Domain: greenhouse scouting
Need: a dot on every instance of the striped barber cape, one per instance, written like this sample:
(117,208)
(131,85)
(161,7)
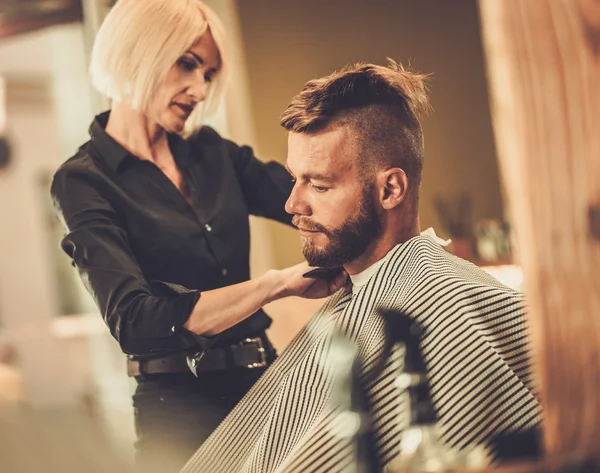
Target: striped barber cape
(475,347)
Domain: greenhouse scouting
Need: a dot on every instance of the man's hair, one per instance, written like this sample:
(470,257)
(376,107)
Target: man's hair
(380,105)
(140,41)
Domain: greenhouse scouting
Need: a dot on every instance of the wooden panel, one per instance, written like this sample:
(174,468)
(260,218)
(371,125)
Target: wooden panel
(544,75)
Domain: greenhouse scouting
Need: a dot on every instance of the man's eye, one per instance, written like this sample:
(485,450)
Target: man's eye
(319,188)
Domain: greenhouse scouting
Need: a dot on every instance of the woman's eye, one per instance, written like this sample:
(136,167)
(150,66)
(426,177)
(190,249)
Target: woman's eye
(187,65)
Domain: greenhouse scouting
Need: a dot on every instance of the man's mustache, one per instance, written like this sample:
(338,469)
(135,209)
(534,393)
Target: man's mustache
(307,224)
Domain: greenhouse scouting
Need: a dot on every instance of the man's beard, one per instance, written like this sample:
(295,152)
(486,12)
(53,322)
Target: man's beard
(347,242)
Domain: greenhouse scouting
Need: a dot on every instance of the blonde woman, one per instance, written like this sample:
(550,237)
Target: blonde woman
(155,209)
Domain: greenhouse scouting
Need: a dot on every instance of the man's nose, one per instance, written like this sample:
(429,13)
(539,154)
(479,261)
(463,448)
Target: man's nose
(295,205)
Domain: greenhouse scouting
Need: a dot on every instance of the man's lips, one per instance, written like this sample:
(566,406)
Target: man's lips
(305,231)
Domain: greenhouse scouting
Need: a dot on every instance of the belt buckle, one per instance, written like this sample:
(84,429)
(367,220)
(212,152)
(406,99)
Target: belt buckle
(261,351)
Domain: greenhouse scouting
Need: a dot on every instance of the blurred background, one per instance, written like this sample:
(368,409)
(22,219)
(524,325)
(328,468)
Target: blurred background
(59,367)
☆ ☆ ☆ ☆
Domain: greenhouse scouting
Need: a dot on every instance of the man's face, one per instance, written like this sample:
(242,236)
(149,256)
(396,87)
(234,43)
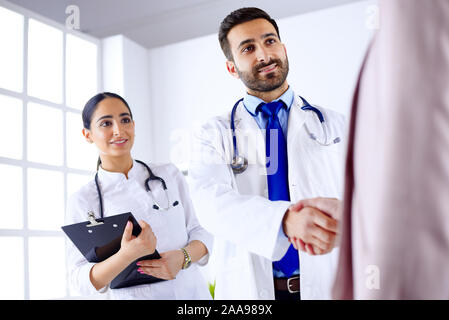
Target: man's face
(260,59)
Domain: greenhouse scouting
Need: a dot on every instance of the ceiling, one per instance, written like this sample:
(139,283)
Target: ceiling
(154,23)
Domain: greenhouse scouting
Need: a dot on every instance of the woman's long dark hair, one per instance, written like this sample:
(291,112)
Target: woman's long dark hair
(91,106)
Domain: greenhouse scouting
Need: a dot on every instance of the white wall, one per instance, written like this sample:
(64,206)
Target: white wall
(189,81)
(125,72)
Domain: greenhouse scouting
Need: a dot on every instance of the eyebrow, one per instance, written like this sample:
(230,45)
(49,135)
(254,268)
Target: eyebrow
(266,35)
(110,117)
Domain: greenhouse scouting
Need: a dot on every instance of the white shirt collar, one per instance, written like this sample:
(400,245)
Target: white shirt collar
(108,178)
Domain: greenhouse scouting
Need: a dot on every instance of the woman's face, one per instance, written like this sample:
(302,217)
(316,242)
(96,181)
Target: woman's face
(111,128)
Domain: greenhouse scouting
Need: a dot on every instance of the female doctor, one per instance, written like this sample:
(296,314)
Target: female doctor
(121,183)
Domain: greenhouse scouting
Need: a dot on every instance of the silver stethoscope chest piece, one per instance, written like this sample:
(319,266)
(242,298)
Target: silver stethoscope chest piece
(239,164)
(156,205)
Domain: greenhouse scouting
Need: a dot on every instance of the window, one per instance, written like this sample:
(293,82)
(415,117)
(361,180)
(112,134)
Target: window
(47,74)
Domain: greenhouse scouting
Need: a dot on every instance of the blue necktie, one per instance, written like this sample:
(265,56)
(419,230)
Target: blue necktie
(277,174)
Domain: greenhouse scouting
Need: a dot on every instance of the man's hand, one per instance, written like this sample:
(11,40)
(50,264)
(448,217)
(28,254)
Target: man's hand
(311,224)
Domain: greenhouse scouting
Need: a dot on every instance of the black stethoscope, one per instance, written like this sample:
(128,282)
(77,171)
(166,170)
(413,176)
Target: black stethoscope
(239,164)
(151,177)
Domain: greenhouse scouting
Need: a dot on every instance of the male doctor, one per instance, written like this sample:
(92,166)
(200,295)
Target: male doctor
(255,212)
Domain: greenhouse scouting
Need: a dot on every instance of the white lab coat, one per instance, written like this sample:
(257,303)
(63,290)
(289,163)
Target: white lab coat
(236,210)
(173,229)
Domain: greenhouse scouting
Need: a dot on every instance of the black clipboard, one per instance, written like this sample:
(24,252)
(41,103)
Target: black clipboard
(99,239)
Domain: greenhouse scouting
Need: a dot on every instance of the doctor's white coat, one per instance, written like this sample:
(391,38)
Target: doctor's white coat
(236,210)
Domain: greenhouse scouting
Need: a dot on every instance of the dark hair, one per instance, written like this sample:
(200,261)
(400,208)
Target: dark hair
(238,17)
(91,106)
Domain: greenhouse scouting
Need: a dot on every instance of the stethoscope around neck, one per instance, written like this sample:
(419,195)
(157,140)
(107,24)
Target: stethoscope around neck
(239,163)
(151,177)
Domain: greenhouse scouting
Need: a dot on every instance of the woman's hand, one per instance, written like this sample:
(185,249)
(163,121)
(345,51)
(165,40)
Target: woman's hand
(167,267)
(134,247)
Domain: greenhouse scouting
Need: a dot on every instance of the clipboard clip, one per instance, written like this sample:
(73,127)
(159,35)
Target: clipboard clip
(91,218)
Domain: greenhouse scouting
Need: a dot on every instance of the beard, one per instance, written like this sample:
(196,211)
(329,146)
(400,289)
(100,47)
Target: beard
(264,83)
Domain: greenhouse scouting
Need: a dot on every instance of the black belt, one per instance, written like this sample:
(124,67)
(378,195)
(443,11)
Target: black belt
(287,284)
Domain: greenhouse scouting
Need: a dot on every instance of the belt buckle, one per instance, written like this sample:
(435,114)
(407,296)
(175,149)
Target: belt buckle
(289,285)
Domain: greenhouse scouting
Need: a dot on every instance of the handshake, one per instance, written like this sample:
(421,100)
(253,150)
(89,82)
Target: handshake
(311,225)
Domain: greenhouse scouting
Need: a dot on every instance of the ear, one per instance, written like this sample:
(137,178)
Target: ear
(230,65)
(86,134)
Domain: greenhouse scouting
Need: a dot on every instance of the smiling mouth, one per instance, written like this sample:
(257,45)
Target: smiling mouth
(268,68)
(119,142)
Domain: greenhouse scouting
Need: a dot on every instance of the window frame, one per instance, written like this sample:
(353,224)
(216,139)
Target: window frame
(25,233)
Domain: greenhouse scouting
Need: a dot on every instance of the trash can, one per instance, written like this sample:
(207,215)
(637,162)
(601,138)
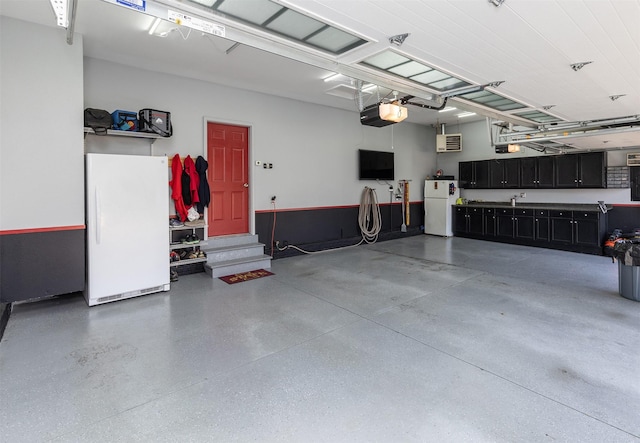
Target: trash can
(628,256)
☆ ☆ ☆ ☆
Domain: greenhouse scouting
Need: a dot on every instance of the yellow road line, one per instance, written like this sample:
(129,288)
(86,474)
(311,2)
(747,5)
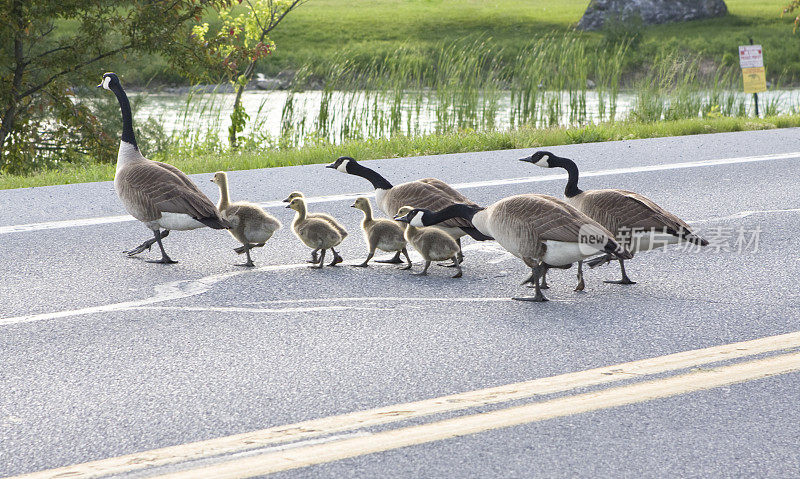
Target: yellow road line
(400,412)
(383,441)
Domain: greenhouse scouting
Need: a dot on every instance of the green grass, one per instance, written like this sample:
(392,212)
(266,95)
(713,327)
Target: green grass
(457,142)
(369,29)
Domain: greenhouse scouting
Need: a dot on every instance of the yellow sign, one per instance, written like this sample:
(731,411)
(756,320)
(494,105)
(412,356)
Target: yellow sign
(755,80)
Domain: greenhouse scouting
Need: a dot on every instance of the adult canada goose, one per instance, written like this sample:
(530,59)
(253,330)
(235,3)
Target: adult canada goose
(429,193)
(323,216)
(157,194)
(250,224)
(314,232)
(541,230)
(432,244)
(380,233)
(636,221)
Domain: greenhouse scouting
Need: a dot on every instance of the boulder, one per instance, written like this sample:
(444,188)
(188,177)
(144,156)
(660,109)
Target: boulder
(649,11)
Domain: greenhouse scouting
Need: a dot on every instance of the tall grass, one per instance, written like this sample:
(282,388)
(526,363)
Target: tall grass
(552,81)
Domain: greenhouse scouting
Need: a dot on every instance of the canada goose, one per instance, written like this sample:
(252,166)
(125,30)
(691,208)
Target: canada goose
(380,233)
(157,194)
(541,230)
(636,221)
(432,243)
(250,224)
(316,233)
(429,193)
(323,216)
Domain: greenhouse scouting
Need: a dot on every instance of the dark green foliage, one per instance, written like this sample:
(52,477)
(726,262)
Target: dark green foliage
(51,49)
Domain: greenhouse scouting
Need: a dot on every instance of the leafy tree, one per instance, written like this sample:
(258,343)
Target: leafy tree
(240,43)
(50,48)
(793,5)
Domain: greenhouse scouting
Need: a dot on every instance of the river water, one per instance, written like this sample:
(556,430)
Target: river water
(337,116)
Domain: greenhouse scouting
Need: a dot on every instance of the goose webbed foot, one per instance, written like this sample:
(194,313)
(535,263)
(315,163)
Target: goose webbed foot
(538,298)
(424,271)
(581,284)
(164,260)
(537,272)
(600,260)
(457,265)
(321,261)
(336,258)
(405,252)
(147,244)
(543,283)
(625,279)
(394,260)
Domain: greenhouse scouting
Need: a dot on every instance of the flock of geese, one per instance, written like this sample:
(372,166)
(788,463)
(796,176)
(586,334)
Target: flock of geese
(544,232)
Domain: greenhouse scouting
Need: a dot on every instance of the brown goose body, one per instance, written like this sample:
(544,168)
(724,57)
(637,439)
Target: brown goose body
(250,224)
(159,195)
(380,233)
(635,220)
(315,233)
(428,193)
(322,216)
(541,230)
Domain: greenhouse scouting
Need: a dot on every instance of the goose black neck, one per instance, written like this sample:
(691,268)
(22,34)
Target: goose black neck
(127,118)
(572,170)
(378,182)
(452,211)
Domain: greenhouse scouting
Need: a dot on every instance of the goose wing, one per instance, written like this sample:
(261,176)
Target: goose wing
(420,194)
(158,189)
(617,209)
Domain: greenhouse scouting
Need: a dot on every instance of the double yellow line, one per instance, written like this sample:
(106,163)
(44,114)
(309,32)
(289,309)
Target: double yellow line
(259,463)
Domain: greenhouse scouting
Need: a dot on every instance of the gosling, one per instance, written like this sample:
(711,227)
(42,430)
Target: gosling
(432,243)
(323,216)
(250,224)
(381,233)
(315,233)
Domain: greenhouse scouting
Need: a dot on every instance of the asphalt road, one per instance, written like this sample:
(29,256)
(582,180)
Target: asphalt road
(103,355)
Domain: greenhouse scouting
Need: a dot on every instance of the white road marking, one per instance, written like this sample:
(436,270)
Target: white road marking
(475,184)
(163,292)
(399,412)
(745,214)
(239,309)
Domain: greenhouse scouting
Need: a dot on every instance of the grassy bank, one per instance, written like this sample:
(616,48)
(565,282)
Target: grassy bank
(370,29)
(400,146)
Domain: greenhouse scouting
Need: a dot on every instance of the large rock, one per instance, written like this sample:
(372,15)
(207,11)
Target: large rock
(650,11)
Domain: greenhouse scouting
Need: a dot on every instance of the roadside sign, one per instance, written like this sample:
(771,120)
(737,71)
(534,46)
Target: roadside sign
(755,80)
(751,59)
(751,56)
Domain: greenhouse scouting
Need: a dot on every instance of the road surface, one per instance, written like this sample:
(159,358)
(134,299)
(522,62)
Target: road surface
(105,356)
☆ ☆ ☆ ☆
DIRECTIONS FOR THIS TASK:
Return every line of the entries above that contains the string "smiling", treating uppercase and lowercase as different.

FINISHED TASK:
Need: a dot on every instance of the smiling mouth, one per instance, written like this sample:
Target: smiling mouth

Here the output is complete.